> _Reading passage_:
The Beloved Granny Square

Who can resist the charm of a crocheted granny square? It was the catalyst that ignited my crochet journey nearly two years ago. The abundance of patterns available provides a perfect starting point, and platforms like Instagram and Pinterest offer endless opportunities.

The granny square with it's timeless appeal, is a straightforward pattern typically composed of double crochet clusters, and corners made up of clusters and 2 chain spaces. Once the pattern becomes second nature, you'll be amazed at how quickly a stack of squares accumulates. 

Check out this fun video I posted to Instagram. 

In my crochet journey, I've curated a list of my favorite creations, complete with links to the patterns, where available. Some patterns are free, while others can be purchased — I encourage you to support these small businesses whenever possible.

The beauty of granny squares lies in their versatility. With countless color combinations, the creative possibilities are boundless. In my studio, I have stacks awaiting to be transformed into hats, scarves, purses, pillows, sweaters/cardigans, and blankets.

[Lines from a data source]
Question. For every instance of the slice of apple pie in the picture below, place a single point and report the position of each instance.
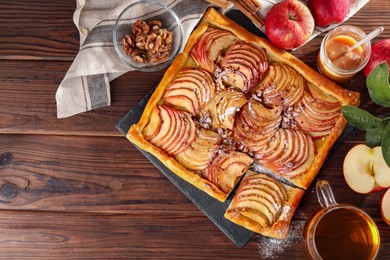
(232, 103)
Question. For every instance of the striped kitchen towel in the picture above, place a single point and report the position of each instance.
(86, 85)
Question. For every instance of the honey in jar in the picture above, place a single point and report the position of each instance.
(335, 61)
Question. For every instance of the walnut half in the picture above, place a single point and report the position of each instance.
(148, 42)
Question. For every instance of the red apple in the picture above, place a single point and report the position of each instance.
(289, 24)
(380, 51)
(385, 207)
(365, 170)
(327, 12)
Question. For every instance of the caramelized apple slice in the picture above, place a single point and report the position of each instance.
(314, 117)
(176, 131)
(202, 150)
(242, 66)
(255, 124)
(226, 169)
(282, 86)
(210, 45)
(223, 107)
(259, 198)
(190, 91)
(289, 153)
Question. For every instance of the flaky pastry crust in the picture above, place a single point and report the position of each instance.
(212, 18)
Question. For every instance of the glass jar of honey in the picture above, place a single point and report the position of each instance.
(335, 61)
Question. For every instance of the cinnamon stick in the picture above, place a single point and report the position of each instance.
(224, 4)
(250, 8)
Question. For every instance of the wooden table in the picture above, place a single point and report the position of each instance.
(76, 188)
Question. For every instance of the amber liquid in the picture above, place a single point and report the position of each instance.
(346, 234)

> _Problem set_:
a) In the granny square passage, what are the corners of a granny square made up of?
b) Quote the granny square passage word for word, everything from "Who can resist" down to "of squares accumulates.".
c) Continue the granny square passage past its final sentence.
These lines have no connection to the granny square passage.

> _Answer set_:
a) Clusters and 2 chain spaces.

b)
Who can resist the charm of a crocheted granny square? It was the catalyst that ignited my crochet journey nearly two years ago. The abundance of patterns available provides a perfect starting point, and platforms like Instagram and Pinterest offer endless opportunities.

The granny square with it's timeless appeal, is a straightforward pattern typically composed of double crochet clusters, and corners made up of clusters and 2 chain spaces. Once the pattern becomes second nature, you'll be amazed at how quickly a stack of squares accumulates.

c)
This granny square vest I made for my daughter, inspired by this tutorial Granny Square vest. I used two different shades of pink and green and white yarn. I changed up the color combination and I'm really happy with how it turned out.

My first bag I made, was one of my favorite color combos.

My first sweater was based on this pattern, check it out here. I loved the edging detail, I thought it added a bit of fun to the cardigan. And I've used this little detail on some other things I've crocheted.

crochet, cardigan, granny square

I added up all the hours and it took me about 16 hours to make all the granny squares. Sewing it together and adding the decorative edges went quickly and I'm so happy with the result. Below is the finished cardigan.

I've ventured into crafting granny square containers as well. Perfect for organizing jewelry and small trinkets, these containers boast a pattern of my own design. What makes them truly versatile is the ability to create varying sizes based on the number of crochet rounds you choose to complete.

granny square, container, crochet

Below is the African Flower granny square, this is the pattern I used to make this granny square. White it may appear intricate, it surprisingly becomes quite straightforward. Once you've mastered the fourth round, essentially you  bring that stitch down to the second round.

I made this bag with the African Flower granny square it's my absolute favorite of all the bags I've made. I used a vintage purse handle and used single crochets to attach.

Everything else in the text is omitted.